- Soal Tertulis 1:
Menurut resensi buku "Takhayul Milenial", buah apa yang sulit didapatkan sahabat Damhuri untuk istrinya yang sedang hamil?
- Soal Tertulis 2:
Ketik ulang bagian resensi buku "Takhayul Milenial" mulai dari "Menariknya, mungkin hanya" sampai dengan "dengan peristiwa tertentu." tanpa mengubah satu kata pun.

- Teks Bacaan:
╭──

Takhayul di Era Milenial


Oleh Abdillah Marzuki

(Versi cetak resensi ini tersiar di harian Media Indonesia, 6 Juni 2020)



Foto: Dokumentasi Penerbit Cikini Art Stage



TIDAK ada yang meragukan kuasa big data di era kontemporer. Generasi milenial menjadi penggerak. Begitu pun daya internet membuka selubung peradaban yang boleh dikata dikuasai sekotak mesin bernama gawai. Tetap saja warga +62 masih berkutat dengan magi, tak peduli seberapa tinggi pendidikan telah ditempuh. "Zaman boleh maju, sains modern boleh pula tegak sebagai tonggak peradaban mutakhir, tapi mitos dan takhayul belum musnah dari rahim kultural kita." Secuplik kalimat di halaman 15 itu serasa menjadi roh dari buku berjudul "Takhayul Milenial" karya Damhuri Muhammad. 

Berkutat di bidang filsafat dan budaya, apa yang ditulis sang pengarang di buku ini tak perlu lagi diragukan ketajaman dan kedalamannya. Paparan buku ini teramat sayang untuk dilewatkan. Tak hanya melarut dalam tata cerita apik dari kejadian sehari-hari, setiap bagiannya pun punya isu tersendiri, mampu membuat pembaca terkaget. Sebut saja pada bagian "Takhayul dan Nalar yang Lumpuh," Damhuri menyajikan cerita tentang sahabatnya yang bergelar master filsafat dari universitas terkemuka luar negeri. Nyatanya dalil rasional dan gagasan kefilsafatan dalam dirinya lumpuh begitu saja kala berhadapan dengan kecemasan. Kala itu, ia kesulitan mendapatkan buah manggis mengkal. Padahal buah itu tengah diidamkan istrinya yang tengah hamil. Ia khawatir nantinya sang jabang bayi bakal lahir sebagai anak "ngences" (air liur yang menetes). 

Menariknya, mungkin hanya di Indonesia, teori August Comte (1798-1857) terbantahkan. Fase positivistik manusia modern di Indonesia ternyata masih bercampur dengan fase teologis dan metafisis. Paparan itu begitu mengena ketika dikaitkan dengan kehebohan kemunculan Dimas Kanjeng Taat Pribadi yang dibela sepenuh hati oleh seorang doktor lulusan univesitas di Amerika yang telah terlucuti nalarnya. Seperti hal tersebut, hampir seluruh bagian dalam buku ini juga berkenaan dengan peristiwa tertentu.

╰──

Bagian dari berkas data
╭──

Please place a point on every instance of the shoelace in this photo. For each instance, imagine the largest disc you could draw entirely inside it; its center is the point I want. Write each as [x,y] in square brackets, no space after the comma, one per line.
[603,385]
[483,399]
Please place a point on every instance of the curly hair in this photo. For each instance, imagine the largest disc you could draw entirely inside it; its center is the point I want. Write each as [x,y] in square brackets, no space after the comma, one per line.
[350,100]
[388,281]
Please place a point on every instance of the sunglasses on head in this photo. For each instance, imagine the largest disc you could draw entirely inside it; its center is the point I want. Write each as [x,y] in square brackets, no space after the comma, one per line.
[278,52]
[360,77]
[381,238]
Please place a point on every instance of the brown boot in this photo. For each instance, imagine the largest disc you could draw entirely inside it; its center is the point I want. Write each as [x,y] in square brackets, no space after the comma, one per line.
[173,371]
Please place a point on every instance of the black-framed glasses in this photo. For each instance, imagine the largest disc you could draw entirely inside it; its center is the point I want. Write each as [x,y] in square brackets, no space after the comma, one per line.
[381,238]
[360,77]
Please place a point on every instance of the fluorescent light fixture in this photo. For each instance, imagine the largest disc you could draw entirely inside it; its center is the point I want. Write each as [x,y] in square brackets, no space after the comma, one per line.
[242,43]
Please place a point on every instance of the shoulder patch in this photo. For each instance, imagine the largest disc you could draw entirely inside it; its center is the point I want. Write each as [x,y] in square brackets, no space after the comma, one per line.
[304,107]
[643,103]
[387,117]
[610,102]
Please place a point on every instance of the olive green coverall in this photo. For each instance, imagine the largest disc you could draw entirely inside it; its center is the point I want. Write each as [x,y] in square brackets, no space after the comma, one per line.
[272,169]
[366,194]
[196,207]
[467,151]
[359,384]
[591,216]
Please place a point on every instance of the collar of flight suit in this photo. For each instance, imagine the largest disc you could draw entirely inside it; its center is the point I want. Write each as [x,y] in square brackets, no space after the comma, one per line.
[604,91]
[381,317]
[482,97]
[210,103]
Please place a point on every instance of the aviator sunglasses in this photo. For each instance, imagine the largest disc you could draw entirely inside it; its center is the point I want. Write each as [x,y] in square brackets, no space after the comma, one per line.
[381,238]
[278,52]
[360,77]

╰──

- Jawaban Lengkap 1:
Buah manggis mengkal.

- Jawaban Lengkap 2:
Menariknya, mungkin hanya di Indonesia, teori August Comte (1798-1857) terbantahkan. Fase positivistik manusia modern di Indonesia ternyata masih bercampur dengan fase teologis dan metafisis. Paparan itu begitu mengena ketika dikaitkan dengan kehebohan kemunculan Dimas Kanjeng Taat Pribadi yang dibela sepenuh hati oleh seorang doktor lulusan univesitas di Amerika yang telah terlucuti nalarnya. Seperti hal tersebut, hampir seluruh bagian dalam buku ini juga berkenaan dengan peristiwa tertentu.